## [Task list]
[A] Please write down the part of the forum thread from "We could have" to "only we committed." without changing a word.
[B] Translate this sentence from the forum thread into Spanish: "A rather close-fought vote, I must say."

## [Text segment]

··········

Maiming is awful, especially considering Appocryphal coating it's metaphorical blade with poison.
Stranglethorn is awesome.
 
Ho, Stranglethorn Squad!

Stay your course! How can one root themselves into their path if you are to be swayed by petty things such as logic and reason?!
 
I genuinely don't understand why people dislike Maim.
  • "Permanent" only means that it does not expire automatically, so it will last until we find a way to remove it. If you take Kinslayer and focus on Rulling Ring that might be less than two weeks..
  • 10% of Con is whatever. 2 Con more or less isn't nothing, but it's also very easy to ignore
  • 400% sounds scary on paper, but in practice we are already almost immune to poison and desease thanks to our blood manipulation and Evening Sky. 4x more damage doesnt make it some sort of Achilles Heel, it just moves that category of attacks from something we can completely ignore to something relevant

Like, I understand getting Exhaustion with some builds because you dont want to wait three days, but pretending that month of - 0.43 Rank is somehow better is very ???
 
Imagine the ultimate thief mage build: King of Thieves (and somehow Evening Sky at the same time, indulge me), Rune King, Inheritor, Azure Moon, Linear Halo, Outward Halo, Gardener's Hallow, Philosopher's Wreath, perhaps even The Sword That Ends the World, if one dares.

We could have had so many modifiers for magic growth, so many different magic systems. How many more could we have stolen from the corpses of others, used to compound upon one another in cross-system interactions?! Alas, if only we committed.
 
Stay your course! How can one root themselves into their path if you are to be swayed by petty things such as logic and reason?!
Exactly!
Just imagine trying to storm the scene of children's card games! Sure, logic and reason could help, but imagine instead you've got...

"Ha, you have fallen right into my trap! I activate 'Revenge of the Foremost'! Now my entire graveyard rises with doubled stats! You can give up now, it's over, old man!"
"Hmmm. Good choice. Not good enough, though. I activate 'Hunger's Grasp'. All your cards on the field now belong to me."
"HOW?! No, seriously, how did you even get a card named after yourself?"
"When you are in the scene as long as I am, few things are impossible."
 
A rather close-fought vote, I must say.
Adhoc vote count started by agumentic on Jun 18, 2020 at 1:22 PM, finished with 481 posts and 56 votes.
 
We need more Arete. Gotta make more Arete.

Sandblasted with nostalgia right away. Felt like a good omen to me, too - since we kind of won that fight with Elder Kong pretty decisively.



Hunger had an uneasy feeling as he carved through the legions of the Outer Temple, rushing headlong towards the Middle once more. He was making visible progress every day, growing in strength and proximity to the Imprisoned, but some ill premonition dogged him still, a feeling that, despite the life-and-death battles he'd participated in, the real challenge was still to come.

Well, there is always "real challenge" of Ber doing exact same thing elsewhere else, in order to eventually murder the fuck out of Hunger and his companions.

··········

Rows from an object pointing dataset
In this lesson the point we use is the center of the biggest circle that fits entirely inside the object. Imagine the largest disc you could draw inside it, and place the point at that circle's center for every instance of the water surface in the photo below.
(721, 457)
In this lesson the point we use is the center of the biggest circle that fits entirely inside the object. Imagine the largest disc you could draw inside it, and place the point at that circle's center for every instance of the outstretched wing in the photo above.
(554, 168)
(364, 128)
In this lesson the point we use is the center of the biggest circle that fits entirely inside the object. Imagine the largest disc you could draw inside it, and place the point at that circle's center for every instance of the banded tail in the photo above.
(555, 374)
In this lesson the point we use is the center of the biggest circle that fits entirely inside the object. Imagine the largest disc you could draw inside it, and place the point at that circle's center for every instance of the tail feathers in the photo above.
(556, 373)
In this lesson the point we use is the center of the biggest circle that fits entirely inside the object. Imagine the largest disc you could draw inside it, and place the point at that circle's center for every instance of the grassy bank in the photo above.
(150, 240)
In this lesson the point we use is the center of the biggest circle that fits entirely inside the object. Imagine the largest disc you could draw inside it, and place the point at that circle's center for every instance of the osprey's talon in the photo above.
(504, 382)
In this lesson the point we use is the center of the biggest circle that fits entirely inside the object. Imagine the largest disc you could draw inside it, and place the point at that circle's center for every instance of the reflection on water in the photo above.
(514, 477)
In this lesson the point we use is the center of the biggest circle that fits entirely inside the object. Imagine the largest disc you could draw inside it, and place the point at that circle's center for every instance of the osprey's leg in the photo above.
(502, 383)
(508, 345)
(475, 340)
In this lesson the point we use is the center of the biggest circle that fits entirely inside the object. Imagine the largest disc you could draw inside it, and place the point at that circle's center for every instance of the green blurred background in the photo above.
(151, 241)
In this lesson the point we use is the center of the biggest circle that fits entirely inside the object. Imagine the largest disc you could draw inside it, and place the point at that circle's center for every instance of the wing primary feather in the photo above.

··········

## [Answers to the problems]
[A]
We could have had so many modifiers for magic growth, so many different magic systems. How many more could we have stolen from the corpses of others, used to compound upon one another in cross-system interactions?! Alas, if only we committed.

[B] Una votación bastante reñida, debo decir.